TEXTAUSZUG
------------------------
#1: Der Unterschied zwischen Vorsorgevollmacht und Patientenverfügung
Die Vorsorgevollmacht ist gesetzlich nicht klar definiert. Der Vorsorgeaspekt ergibt sich daraus, dass der Bevollmächtigte beauftragt wird, die Angelegenheiten des Vollmachtgebers zu regeln, falls dieser aufgrund von Krankheit, Unfall oder anderer Ursachen außerstande ist, das selbst zu tun.
Die Aufgabenbereiche reichen von Postangelegenheiten und Behördengänge, Wohnungsangelegenheiten bis zur Vermögens- und Gesundheitssorge. Die beiden letzten Bereiche sind von zentraler Bedeutung. Hier liegt auch das größte Missbrauchspotenzial.
Eine Patientenverfügung hingegen soll dann greifen, wenn der Patient sich nicht mehr selbst äußern kann. Hier werden für den letzten Lebensabschnitt; meist für den Sterbeprozess klare und detaillierte Weisungen erteilt, was zu tun ist.
------------------------
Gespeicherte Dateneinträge
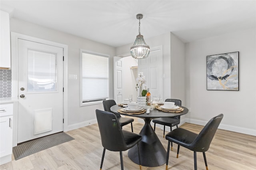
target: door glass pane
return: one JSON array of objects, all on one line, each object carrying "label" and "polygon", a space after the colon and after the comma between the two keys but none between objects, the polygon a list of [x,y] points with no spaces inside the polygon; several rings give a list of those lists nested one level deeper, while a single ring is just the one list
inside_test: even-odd
[{"label": "door glass pane", "polygon": [[30,49],[28,53],[28,91],[56,91],[56,55]]}]

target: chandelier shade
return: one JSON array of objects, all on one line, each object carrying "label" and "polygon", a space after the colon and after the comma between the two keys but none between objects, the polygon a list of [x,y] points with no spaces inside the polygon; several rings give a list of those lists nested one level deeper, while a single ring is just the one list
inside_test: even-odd
[{"label": "chandelier shade", "polygon": [[137,19],[140,20],[139,23],[139,35],[137,36],[134,43],[131,47],[130,53],[132,57],[136,59],[142,59],[148,57],[150,52],[149,46],[147,45],[143,38],[143,36],[140,34],[140,19],[143,16],[138,14]]}]

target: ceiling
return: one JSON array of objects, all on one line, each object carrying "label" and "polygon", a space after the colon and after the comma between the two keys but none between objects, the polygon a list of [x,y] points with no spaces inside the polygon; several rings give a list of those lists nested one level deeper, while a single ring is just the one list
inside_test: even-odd
[{"label": "ceiling", "polygon": [[256,29],[255,0],[2,0],[11,17],[117,47],[172,32],[184,42]]}]

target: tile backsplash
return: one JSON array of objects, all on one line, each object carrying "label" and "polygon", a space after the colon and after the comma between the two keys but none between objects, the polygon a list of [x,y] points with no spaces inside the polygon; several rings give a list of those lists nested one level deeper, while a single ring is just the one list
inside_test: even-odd
[{"label": "tile backsplash", "polygon": [[0,69],[0,98],[12,97],[12,71]]}]

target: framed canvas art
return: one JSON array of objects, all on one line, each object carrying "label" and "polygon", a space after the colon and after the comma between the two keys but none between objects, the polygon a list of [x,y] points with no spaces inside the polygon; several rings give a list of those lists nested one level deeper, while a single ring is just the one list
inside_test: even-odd
[{"label": "framed canvas art", "polygon": [[238,51],[206,56],[207,90],[239,90]]}]

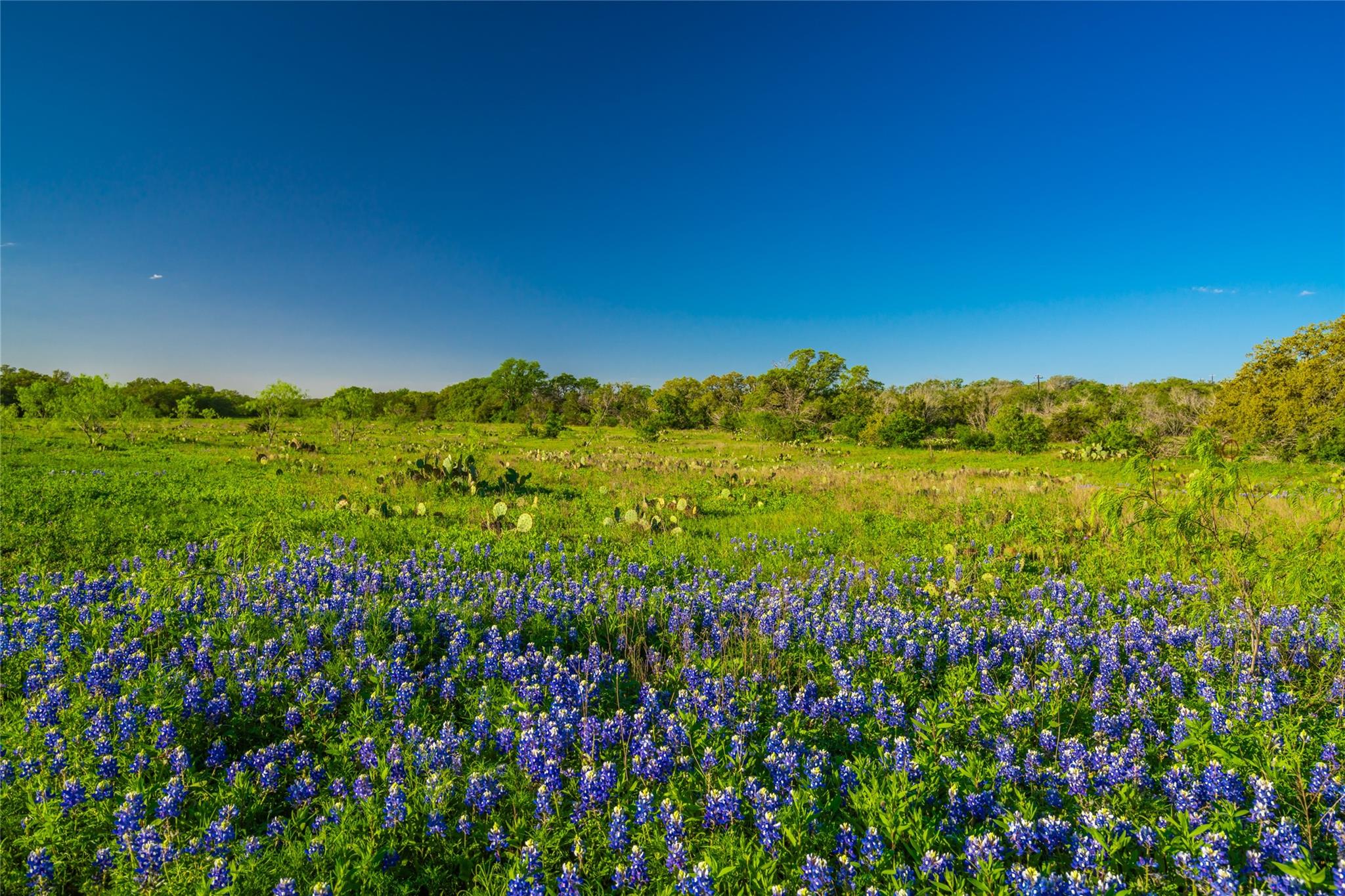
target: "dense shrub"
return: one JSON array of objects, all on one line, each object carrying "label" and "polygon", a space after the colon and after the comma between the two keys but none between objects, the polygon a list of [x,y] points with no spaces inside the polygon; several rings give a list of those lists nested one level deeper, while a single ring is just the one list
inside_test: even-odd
------------------------
ANHAND DER ANGABEN
[A] Wann soll laut dem Text über Vorsorgevollmacht und Patientenverfügung eine Patientenverfügung greifen?
[B] Schreib den Text über Vorsorgevollmacht und Patientenverfügung im Anschluss an seinen letzten Satz weiter.
Die Zeilen haben nichts mit dem Text über Vorsorgevollmacht und Patientenverfügung zu tun.

ANTWORTEN JE AUFGABE
[A] Wenn der Patient sich nicht mehr selbst äußern kann.

[B]
#2: Weitverbreitete Irrtümer über die Vorsorgevollmacht
Fälschlich wird immer wieder angenommen, dass nur die zuletzt erteilte Vollmacht wirksam ist. Eine Vollmacht bleibt jedoch so lange gültig, bis sie ausdrücklich gegenüber dem Vollmachtnehmer widerrufen wird. Oftmals ist sogar und gerade die letzte Vollmacht besonders fragwürdig, wenn sie bei nachlassender ‑auch geistiger- Gesundheit erstellt wurde.
Grundsätzlich muss die Vorsorgevollmacht immer im Original vorgelegt werden – eine Kopie reicht nicht. Nur das gibt die Sicherheit, dass die Vollmacht noch wirksam ist. Damit soll verhindert werden, dass der falsche Schein einer schon längst erloschenen Vollmacht durch eine Kopie verbreitet wird.
Viele gehen davon aus, eine Vollmacht müsse beim Notar errichtet und beglaubigt werden. Auch das ist falsch: Vorsorgevollmachten können „am Küchentisch“ erstellt und auch widerrufen werden, solange sie sich nicht auf beurkundungspflichtige Geschäfte beziehen. Sie sind somit formfrei.
Die Beglaubigung einer Kopie etwa durch einen Notar oder sonstige Stellen, besagt nur dass zum Zeitpunkt der Beglaubigung die Kopie mit dem Original übereinstimmt.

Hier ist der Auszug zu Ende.